*Written problem*
Update the material below by replacing every "indicate" with "mark", keeping all else unchanged, and leave the pictures out of your answer.

-------- Dataset --------

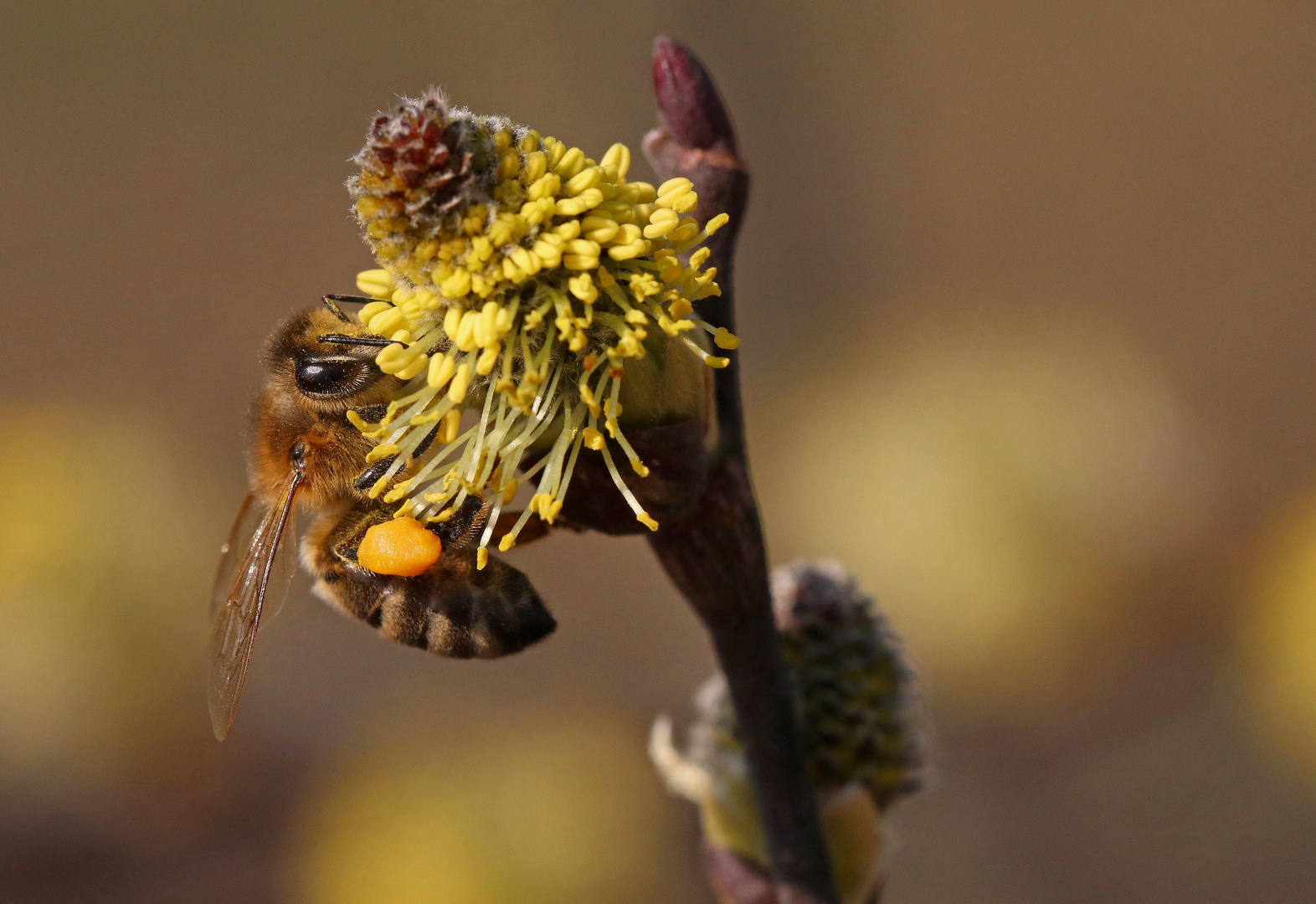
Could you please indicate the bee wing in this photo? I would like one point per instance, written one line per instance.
(248, 572)
(234, 554)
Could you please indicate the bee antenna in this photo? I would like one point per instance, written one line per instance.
(338, 338)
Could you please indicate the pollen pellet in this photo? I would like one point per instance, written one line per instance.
(400, 547)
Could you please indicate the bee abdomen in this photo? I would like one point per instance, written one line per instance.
(453, 609)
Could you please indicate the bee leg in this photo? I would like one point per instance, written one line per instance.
(532, 531)
(453, 609)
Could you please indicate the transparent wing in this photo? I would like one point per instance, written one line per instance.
(250, 570)
(234, 554)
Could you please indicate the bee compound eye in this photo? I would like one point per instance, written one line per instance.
(331, 377)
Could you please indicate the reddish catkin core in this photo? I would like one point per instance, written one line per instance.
(400, 547)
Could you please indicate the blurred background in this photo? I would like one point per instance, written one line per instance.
(1026, 315)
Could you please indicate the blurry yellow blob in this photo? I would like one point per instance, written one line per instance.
(1279, 639)
(101, 593)
(547, 812)
(993, 487)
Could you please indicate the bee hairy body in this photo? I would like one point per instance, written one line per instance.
(306, 455)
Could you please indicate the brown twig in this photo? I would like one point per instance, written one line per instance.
(716, 554)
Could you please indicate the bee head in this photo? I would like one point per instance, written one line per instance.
(319, 368)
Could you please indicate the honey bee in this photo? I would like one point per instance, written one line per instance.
(304, 455)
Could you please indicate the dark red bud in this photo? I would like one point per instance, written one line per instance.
(688, 99)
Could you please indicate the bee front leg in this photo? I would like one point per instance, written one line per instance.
(453, 609)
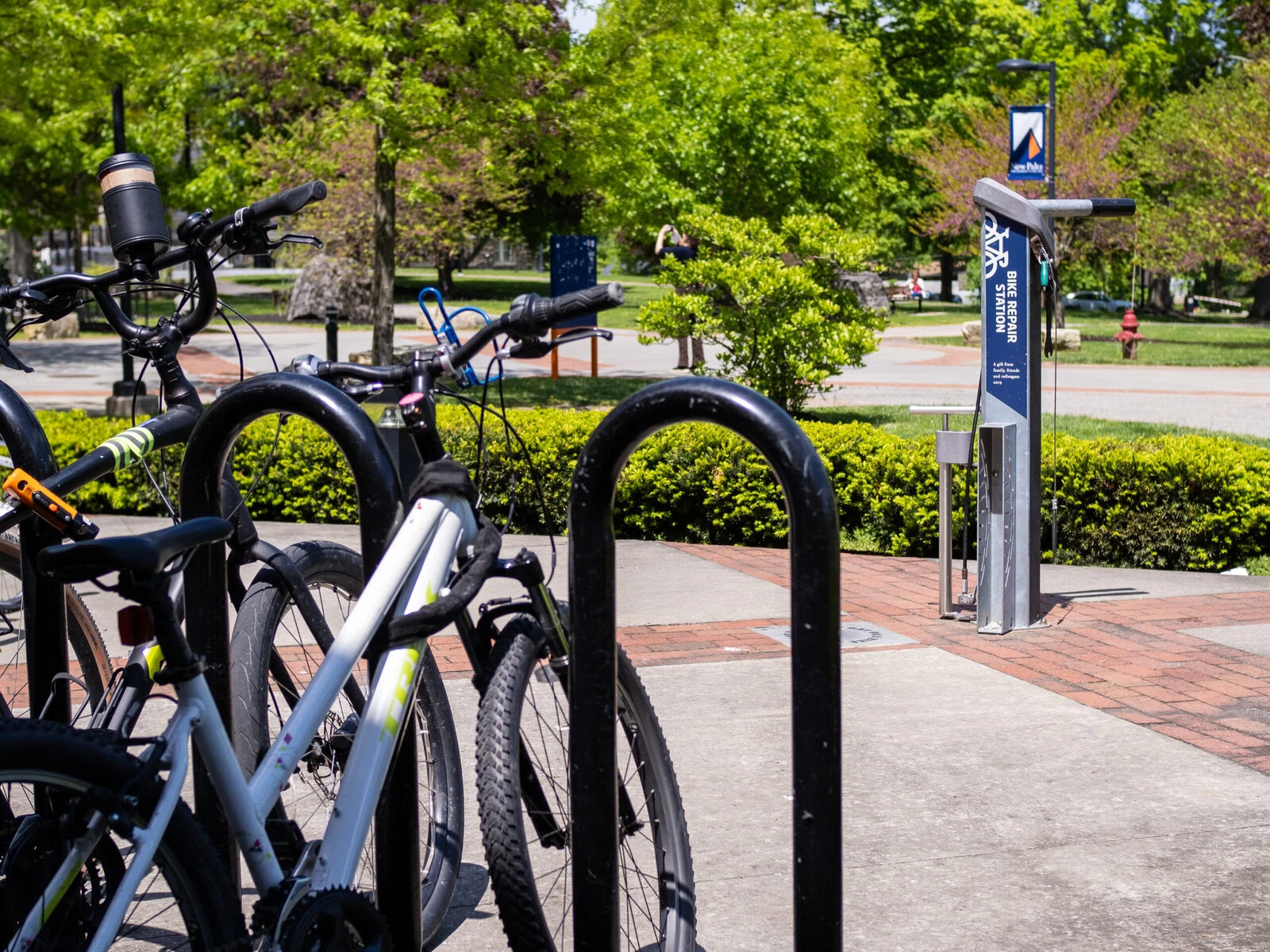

--------

*Solved exercise*
Could you please mark the bee wing in this photo? I would like one point per instance, written one line per instance.
(248, 572)
(234, 554)
Could you please mark the bee antenna in this photo? I would like one point per instance, written one line per instance.
(338, 338)
Could you please mark the pollen pellet in this photo? I would like one point per instance, written one line per instance.
(400, 547)
Could you please mark the bee abdomen in this photo? I would like one point per instance, written one line per instance.
(453, 609)
Could you please mark the bee leg in this photo? I would like one point per instance, written one line per instance.
(532, 531)
(453, 609)
Could you please mark the transparent wing in this photo? I would like one point per instance, written one line per instance.
(250, 570)
(234, 554)
Could you please mark the bee compound eye in this photo? I would like one point per instance, written one line per instance.
(331, 377)
Could you please mark the reddish catkin core in this photo? I would like one point per instance, written one line per instance.
(400, 547)
Could you please mark the blurred background in this photo? I would like one point per instance, written one line per instance.
(1026, 315)
Could you please mark the blurry yellow blob in this photo? I would like one point per instance, written one line per instance.
(1279, 639)
(101, 593)
(547, 812)
(993, 487)
Could you please mark the bee hairy body in this photo? I would like one point per instance, written one line per instance.
(306, 455)
Could you please mark the brown twig in this photo? I would like one point per instance, written one line per instance.
(716, 554)
Could you please mark the bee head in this photo? I would like one point per instance, written one line per instance.
(319, 368)
Could you please mark the honey bee in this photo? I would like one point per instance, written one line per instance.
(304, 455)
Could you please mark the dark red bud in this photo? I would like one point per instance, written one line per instance.
(688, 99)
Could you please mark the bee front leg in this photo? I would like one point per instance, written one line per instance.
(453, 609)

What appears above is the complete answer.